• _AVAILABLE RECORDS_:
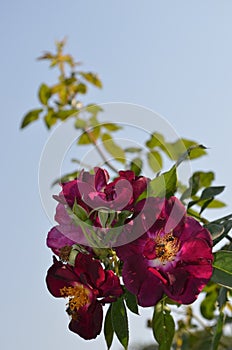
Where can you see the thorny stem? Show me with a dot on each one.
(93, 140)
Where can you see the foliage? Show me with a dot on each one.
(60, 101)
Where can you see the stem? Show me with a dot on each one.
(100, 152)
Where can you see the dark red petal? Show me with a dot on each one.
(184, 288)
(56, 240)
(174, 213)
(71, 192)
(134, 273)
(110, 289)
(89, 270)
(89, 322)
(195, 252)
(101, 178)
(193, 229)
(149, 251)
(151, 291)
(58, 276)
(127, 174)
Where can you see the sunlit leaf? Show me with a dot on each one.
(44, 94)
(111, 126)
(114, 149)
(80, 123)
(92, 78)
(133, 149)
(156, 140)
(209, 303)
(163, 327)
(155, 161)
(218, 331)
(89, 137)
(222, 273)
(164, 185)
(50, 118)
(120, 322)
(176, 149)
(136, 165)
(64, 114)
(66, 178)
(108, 328)
(31, 117)
(131, 302)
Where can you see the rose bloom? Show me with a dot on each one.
(87, 286)
(93, 191)
(173, 257)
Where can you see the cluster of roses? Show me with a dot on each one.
(155, 247)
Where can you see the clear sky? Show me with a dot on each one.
(174, 57)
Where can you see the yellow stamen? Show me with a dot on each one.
(167, 247)
(78, 296)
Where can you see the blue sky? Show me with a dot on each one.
(173, 57)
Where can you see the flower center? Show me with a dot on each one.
(166, 247)
(78, 297)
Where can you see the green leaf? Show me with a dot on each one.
(31, 117)
(44, 94)
(222, 273)
(131, 302)
(108, 328)
(66, 178)
(210, 192)
(216, 204)
(111, 126)
(50, 118)
(120, 322)
(64, 114)
(92, 78)
(164, 185)
(93, 109)
(163, 326)
(133, 149)
(80, 123)
(216, 230)
(90, 137)
(80, 88)
(136, 165)
(113, 149)
(155, 161)
(156, 140)
(178, 148)
(208, 305)
(227, 224)
(198, 180)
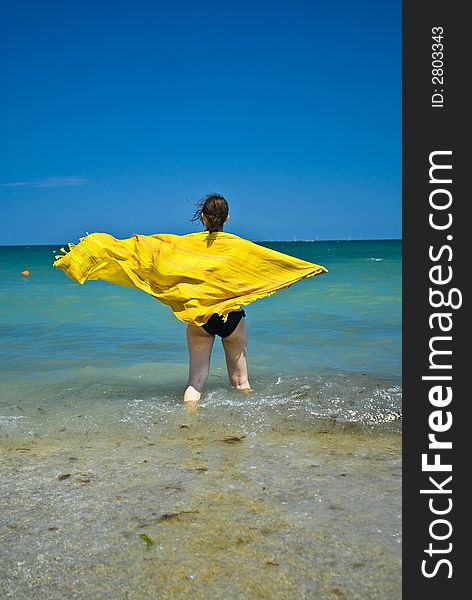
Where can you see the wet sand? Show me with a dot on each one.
(202, 511)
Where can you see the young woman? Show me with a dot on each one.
(205, 278)
(213, 213)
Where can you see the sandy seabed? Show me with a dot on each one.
(203, 512)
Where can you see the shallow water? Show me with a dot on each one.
(292, 491)
(289, 512)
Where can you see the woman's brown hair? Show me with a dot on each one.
(215, 208)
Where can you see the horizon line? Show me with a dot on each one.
(255, 241)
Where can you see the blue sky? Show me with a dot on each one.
(117, 115)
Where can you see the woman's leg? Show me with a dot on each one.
(200, 344)
(235, 347)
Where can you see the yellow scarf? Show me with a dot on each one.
(196, 275)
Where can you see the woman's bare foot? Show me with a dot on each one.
(191, 394)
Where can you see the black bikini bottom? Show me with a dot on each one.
(216, 326)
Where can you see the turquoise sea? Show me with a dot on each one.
(295, 487)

• _THE PROBLEM_: Only the lines from the one that contains "Where can you see the horizon" through the last line should be repeated, each exactly as it stands, with both ends included.

• _RESPONSE TO THE EXERCISE_:
Where can you see the horizon line? Show me with a dot on each one.
(255, 241)
Where can you see the blue sky? Show me with a dot on each one.
(117, 115)
Where can you see the woman's leg? Show me with a dot on each one.
(200, 344)
(235, 347)
Where can you see the yellow scarf? Show me with a dot on each one.
(196, 275)
Where can you see the woman's bare foot? Show me with a dot on each one.
(191, 394)
Where can you see the black bikini bottom? Show me with a dot on each one.
(216, 326)
Where can you see the turquoise sea? Show me with a dot on each one.
(295, 487)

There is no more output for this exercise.